Given text
※

# Looking for Bob Treat's Snow Creek RR



## CCSII (Jan 3, 2008)

Recently some publication had a nice article about this RR that included a track plan and an over-all photo. Can you tell me what date and pub. it was? Many thanks


Charley


----------



## Randy Stone (Jan 2, 2008)

I believe it was the April 2007 Issue. 

http://www.trains.com/grw/default.aspx?c=a&id=235 


Randy


----------



## CCSII (Jan 3, 2008)

I've got that issue and it does not have "Snow Creek" in it. Not sure what GR means by the info at your link. 

Thanks 

Charley


----------



## Greg Elmassian (Jan 3, 2008)

The date shown when you follow the link is 2006, not 2007 

It sort of seems to say that the photos are only available on the web. 

Regards, Greg


----------



## CCSII (Jan 3, 2008)

If you go to the April 2006 issue table of contents, there is no mention of Bob's railroad.


----------



## joe rusz (Jan 3, 2008)

Charley, the most bvious story on BobTreat's Snow Creek Railway is in the February 2005 issue of GR. It's featured on the cover and in an extensive spread. However, over the past few years, Bob has done articles on making rocks out of cement (crumple up aluminum foil, put it in a hole in the ground, pour in concrete mix, let dry), although I don't recall when. I have GR going back a while, but good luck trying to find a particular issue. 

Also, Bob railway has been featured in MR, I think, but again, without digging through hundreds of back issues, I don't recall when. Did you Google every possibible combination of Bob Treat, Snow Creek, modeling, etc? 

Of course you could try calling him (he may be in the San Diego phone book). Or call MR or GR. It would be easier for them to search their electronic data base than it would be to plow through countless back issues. 

BTW, while looking for the issue you sought, I came across a whole stack of 2008 issues that had some great stories. I totally forgot about them, and now I can reread them and enjoy them anew. See, that's why I love my magazines.


----------



## toddalin (Jan 4, 2008)

He did an open house just about a month ago for the Cajon Division of the NMRA. They have a Yahoo group that he was advertised on recenttly for it.


----------



## wigginsn (Jan 9, 2008)

The concrete rock article was in GR, Aug 2001. 

No track plan but some very nice shots 

Cheers 
Neil


----------



## CCSII (Jan 3, 2008)

Thanks all. 

The Feb 2005 back issue contents list the SCRR so I have ordered a copy. 

Charley


----------

※

Short exercise
Please copy out the passage of the Snow Creek RR thread between "Of course you" and "countless back issues.", inclusive.

※

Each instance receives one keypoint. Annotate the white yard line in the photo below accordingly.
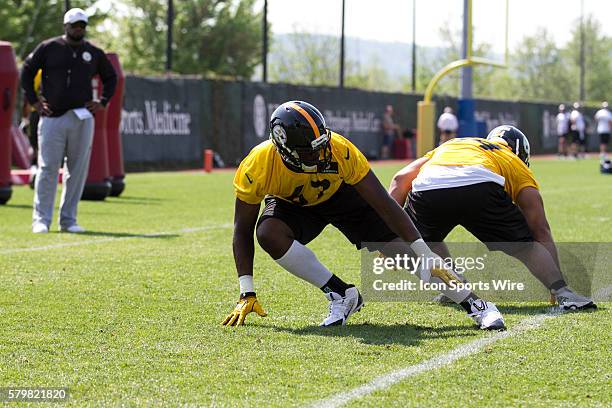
(111, 239)
(387, 380)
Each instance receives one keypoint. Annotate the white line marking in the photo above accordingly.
(109, 239)
(387, 380)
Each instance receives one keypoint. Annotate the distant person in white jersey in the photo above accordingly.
(562, 131)
(448, 125)
(577, 127)
(603, 117)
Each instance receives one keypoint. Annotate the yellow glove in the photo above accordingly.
(248, 303)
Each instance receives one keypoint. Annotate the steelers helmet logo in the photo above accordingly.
(279, 134)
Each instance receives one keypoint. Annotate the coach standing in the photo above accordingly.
(66, 107)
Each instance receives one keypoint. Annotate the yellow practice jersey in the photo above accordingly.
(263, 173)
(494, 156)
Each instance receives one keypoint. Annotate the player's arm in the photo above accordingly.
(531, 204)
(245, 218)
(389, 210)
(401, 184)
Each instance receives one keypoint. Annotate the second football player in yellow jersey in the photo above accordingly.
(486, 186)
(309, 177)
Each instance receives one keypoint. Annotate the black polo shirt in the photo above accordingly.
(67, 72)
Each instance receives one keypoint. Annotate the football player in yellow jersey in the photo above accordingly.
(309, 177)
(494, 195)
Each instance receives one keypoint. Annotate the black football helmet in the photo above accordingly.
(298, 131)
(516, 140)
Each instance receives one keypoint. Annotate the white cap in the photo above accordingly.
(74, 15)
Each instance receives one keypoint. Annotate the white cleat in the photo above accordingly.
(340, 308)
(39, 228)
(486, 315)
(569, 300)
(73, 229)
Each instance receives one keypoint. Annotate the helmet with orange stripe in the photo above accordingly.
(298, 131)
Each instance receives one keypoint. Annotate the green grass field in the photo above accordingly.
(129, 313)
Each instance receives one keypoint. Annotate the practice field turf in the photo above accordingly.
(129, 313)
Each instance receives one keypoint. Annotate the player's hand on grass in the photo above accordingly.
(248, 303)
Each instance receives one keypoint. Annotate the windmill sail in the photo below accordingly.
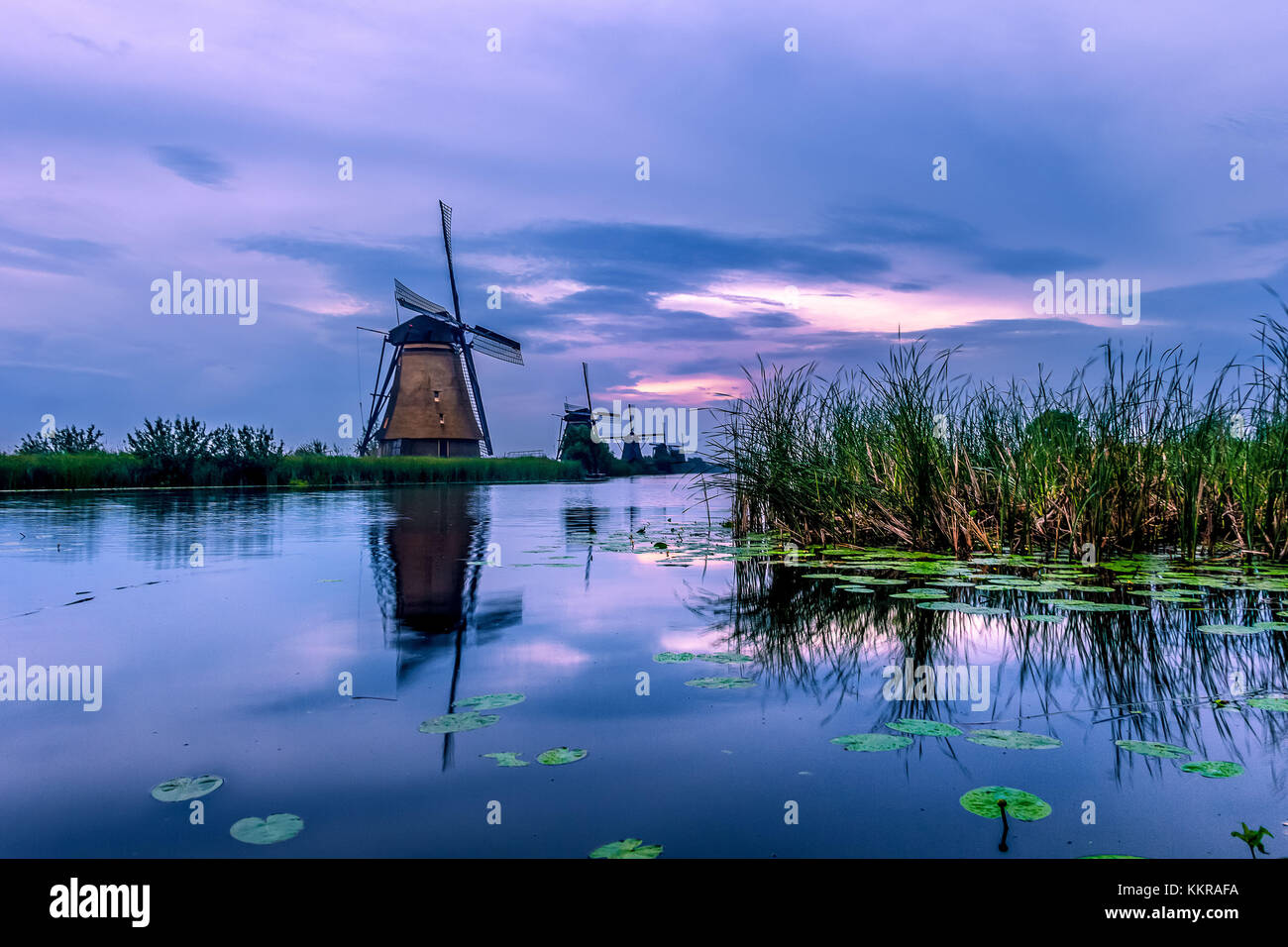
(429, 401)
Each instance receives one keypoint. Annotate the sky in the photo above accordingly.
(791, 209)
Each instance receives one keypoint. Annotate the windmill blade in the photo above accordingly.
(488, 343)
(408, 299)
(377, 398)
(447, 245)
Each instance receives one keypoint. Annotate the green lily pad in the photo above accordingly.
(1279, 703)
(872, 742)
(720, 684)
(1168, 751)
(925, 728)
(185, 788)
(505, 758)
(1019, 804)
(458, 723)
(1228, 630)
(725, 659)
(1214, 770)
(627, 848)
(559, 755)
(489, 701)
(258, 831)
(1013, 740)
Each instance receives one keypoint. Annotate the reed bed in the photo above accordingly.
(124, 471)
(1129, 455)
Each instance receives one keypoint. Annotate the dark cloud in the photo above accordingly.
(192, 163)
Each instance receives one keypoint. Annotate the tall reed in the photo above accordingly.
(1128, 455)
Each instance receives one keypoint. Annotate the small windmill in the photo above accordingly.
(429, 402)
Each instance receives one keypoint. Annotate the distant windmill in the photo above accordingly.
(585, 418)
(429, 402)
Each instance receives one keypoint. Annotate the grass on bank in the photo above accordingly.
(102, 470)
(1129, 455)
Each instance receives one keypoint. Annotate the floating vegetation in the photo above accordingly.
(1274, 702)
(1214, 770)
(561, 755)
(627, 848)
(872, 742)
(965, 608)
(458, 723)
(258, 831)
(505, 758)
(1167, 751)
(720, 684)
(925, 728)
(1020, 804)
(725, 659)
(489, 701)
(1077, 604)
(185, 788)
(1013, 740)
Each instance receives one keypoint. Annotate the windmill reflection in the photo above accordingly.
(428, 558)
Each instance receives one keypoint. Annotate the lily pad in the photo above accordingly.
(458, 723)
(258, 831)
(1019, 804)
(1279, 703)
(925, 728)
(505, 758)
(627, 848)
(725, 659)
(1214, 770)
(489, 701)
(559, 755)
(185, 788)
(1167, 751)
(720, 684)
(1077, 604)
(1013, 740)
(872, 742)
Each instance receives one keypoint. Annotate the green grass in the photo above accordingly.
(123, 471)
(1127, 457)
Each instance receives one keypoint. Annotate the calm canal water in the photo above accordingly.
(227, 624)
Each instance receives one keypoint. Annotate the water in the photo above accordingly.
(236, 668)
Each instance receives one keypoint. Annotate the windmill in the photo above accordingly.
(588, 419)
(429, 401)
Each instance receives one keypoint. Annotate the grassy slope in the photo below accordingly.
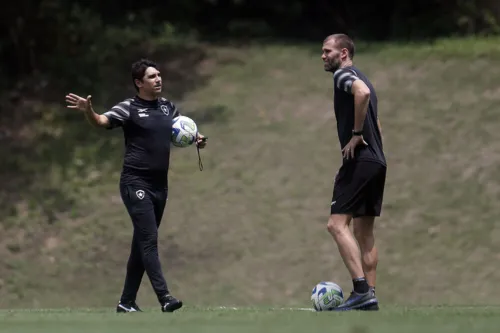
(250, 229)
(391, 320)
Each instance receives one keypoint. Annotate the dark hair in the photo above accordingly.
(343, 41)
(139, 68)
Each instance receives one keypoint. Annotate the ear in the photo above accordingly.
(344, 53)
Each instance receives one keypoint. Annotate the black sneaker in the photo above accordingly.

※

Solution to the exercise
Of course you could try calling him (he may be in the San Diego phone book). Or call MR or GR. It would be easier for them to search their electronic data base than it would be to plow through countless back issues.